##### Extrait du document

Critères de sélection d'un bon melon

Lorsqu'ils définissent ce qu'est un bon melon, les consommateurs privilégient clairement l'intensité des saveurs et l'arôme, tandis que la texture passe au second plan (Figure 2). Le critère jugé le plus important est la saveur sucrée. Vient ensuite le parfum, qui joue un rôle clé dans l'expérience sensorielle globale. La jutosité est classée en troisième position. En revanche, la texture, qu'elle soit fondante ou ferme, est reléguée au dernier rang.

Figure 2 : Les critères d'un bon melon

La dégustation lors de l'achat

Perception qualitative du melon dégusté

Les consommateurs des traitements avec dégustation T2 et T3 sont invités à citer les trois critères qui décrivent le mieux le melon proposé. Le classement des critères établi après dégustation reflète exactement le classement théorique du bon melon en général : en tête, la saveur sucrée mentionnée par 83 % des consommateurs, suivie par le parfum (63 %) et la jutosité (61 %). La couleur de la chair orange se classe en quatrième position, tandis que les caractéristiques de texture, telles que la fermeté et le fondant, arrivent en dernières positions. Alors que la perception générale des consommateurs relative à la qualité des melons sur le marché oscille entre « moyenne » et « bonne », le melon proposé lors de la dégustation est, lui, majoritairement considéré comme « bon » ou « très bon » (Figure 3). Cette appréciation positive est significativement liée à l'acte d'achat, soulevant ainsi la question : la dégustation permet-elle effectivement d'augmenter les achats ?

Figure 3 : Qualité du melon dégusté et achats

Profil sensoriel du melon dégusté

Les deux lots de melons dégustés sont caractérisés par des mesures instrumentales (poids, fermeté et indice réfractométrique) et des mesures sensorielles (Figure 4). Ces mesures permettent de réaliser des profils sensoriels qui quantifient les saveurs, la jutosité, la fermeté et l'intensité aromatique du melon. Le poids moyen des melons proposés à la dégustation est de 843 g (lot 1) et 875 g (lot 2). L'indice réfractométrique (IR) est de 14,7 % Brix (lot 1) et 15,9 % Brix (lot 2). Quant à la fermeté, elle est de 1,7 kg/0,5 cm² pour les deux lots. Le profil sensoriel du melon charentais est très hétérogène : les deux lots de cette expérimentaton sont, eux, assez homogènes et se distinguent par une couleur plus intense, un indice réfractométrique plus élevé et une intensité aromatique supérieure à la moyenne [8].

##########
##### Données disponibles

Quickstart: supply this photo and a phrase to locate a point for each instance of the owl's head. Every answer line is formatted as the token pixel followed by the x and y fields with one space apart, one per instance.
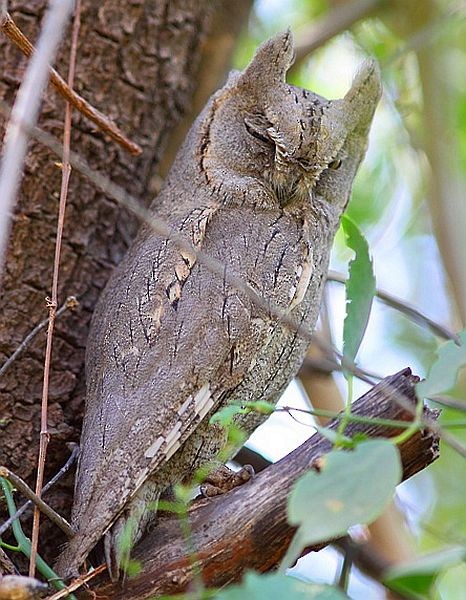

##########

Travail à faire>
1. Recopiez mot pour mot, dans le texte sur le melon, tout ce qui va de « Figure 3 : Qualité » jusqu'à « la moyenne [8]. ».
2. Rédigez la suite du texte sur le melon en reprenant juste après sa dernière phrase.
Ces données n'ont aucun rapport avec le texte sur le melon.

Résultats attendus>
1.
Figure 3 : Qualité du melon dégusté et achats

Profil sensoriel du melon dégusté

Les deux lots de melons dégustés sont caractérisés par des mesures instrumentales (poids, fermeté et indice réfractométrique) et des mesures sensorielles (Figure 4). Ces mesures permettent de réaliser des profils sensoriels qui quantifient les saveurs, la jutosité, la fermeté et l'intensité aromatique du melon. Le poids moyen des melons proposés à la dégustation est de 843 g (lot 1) et 875 g (lot 2). L'indice réfractométrique (IR) est de 14,7 % Brix (lot 1) et 15,9 % Brix (lot 2). Quant à la fermeté, elle est de 1,7 kg/0,5 cm² pour les deux lots. Le profil sensoriel du melon charentais est très hétérogène : les deux lots de cette expérimentaton sont, eux, assez homogènes et se distinguent par une couleur plus intense, un indice réfractométrique plus élevé et une intensité aromatique supérieure à la moyenne [8].

2.
Figure 4 : Caractérisation sensorielle des deux lots de melons proposés à la dégustation


Achats et critères de choix

Actes et volumes d'achat

La dégustation de melon, en libre-service ou animée par un vendeur, n'a aucun impact significatif sur les décisions d'achat de melon que ce soit sur l'acte d'achat ou sur les volumes moyens achetés (Figure 5). Comme la proportion d'acheteurs de melon dans le traitement sans dégustation T1 est élevée (83 %), cela limite les possibilités d'observer une hausse significative des actes d'achat dans les traitements avec dégustation (85 % pour T2 et T3). Toutefois, les quantités achetées auraient pu évoluer à la hausse, ce qui n'est pas significativement le cas (Base 100, T1 : 113 ; T2 et T3 : 125). Cela peut s'expliquer soit par un impact insuffisamment fort de la dégustation, soit par des facteurs externes comme l'absence de besoin d'achat supplémentaire, les contraintes budgétaires, le manque de place pour stocker davantage de produits, etc. De même, l'aversion au risque des consommateurs, souvent liée à l'incertitude quant à la qualité du produit, n'est pas un facteur déterminant dans la décision d'achat de melon pendant l'expérience.

Figure 5 : Motivations à l'achat pour chacun des trois traitements étudiés

De manière générale, dans le cadre de cette expérimentation, les facteurs sociodémographiques, tels que le genre, l'âge, la composition du foyer, la catégorie socioprofessionnelle, le niveau d'éducation et le revenu, n'ont pas d'effet significatif sur les décisions d'achat de melon. Les facteurs contextuels comme la fréquence de consommation de fruits et légumes, le lieu d'achat principal pour les fruits et légumes (supermarché, marché local, etc.) et les conditions météorologiques perçues par les consommateurs au moment de l'achat n'ont également pas d'incidence significative sur l'acte d'achat de melon sur cette période d'étude et dans les conditions testées. Concernant l'influence des conditions météorologiques, la majorité des consommateurs ont décrit la météo du jour comme moyenne, bonne ou très bonne, moins de 7 % l'ont perçue comme « maussade » ou « très maussade ». Ainsi, l'analyse de l'effet de la météo sur les achats se limite à des conditions météorologiques plutôt favorables, sans période de mauvais temps.

Le melon, un achat anticipé ou impulsif ?

Alors que la majorité des consommateurs achètent du melon lors de l'expérience, seule la moitié avait prévu cet achat. La part des achats impulsifs est significativement plus élevée (p-value = 0,02) dans les traitements avec dégustation (T2 : 58 % et T3 : 51 %) que dans le traitement sans dégustation (T1 : 38 %).

Il peut sembler paradoxal que les achats impulsifs de melon soient plus fréquents dans les traitements avec dégustation (T2 et T3), alors que les volumes d'achat globaux restent relativement constants entre les traitements avec ou sans dégustation. Lorsqu'un consommateur goûte un melon, l'expérience sensorielle peut déclencher un désir d'achat impulsif. Cependant, cette impulsion pourrait être suivie d'une prise de conscience au cours de laquelle le consommateur comprend qu'il n'avait initialement pas prévu d'acheter ce produit. En revanche, sans dégustation, les consommateurs peuvent être tout aussi enclins à des achats impulsifs, mais l'absence de stimuli sensoriels ne déclenche pas cette prise de conscience liée à l'impulsion. Ce résultat constitue une piste de réflexion intéressante à approfondir.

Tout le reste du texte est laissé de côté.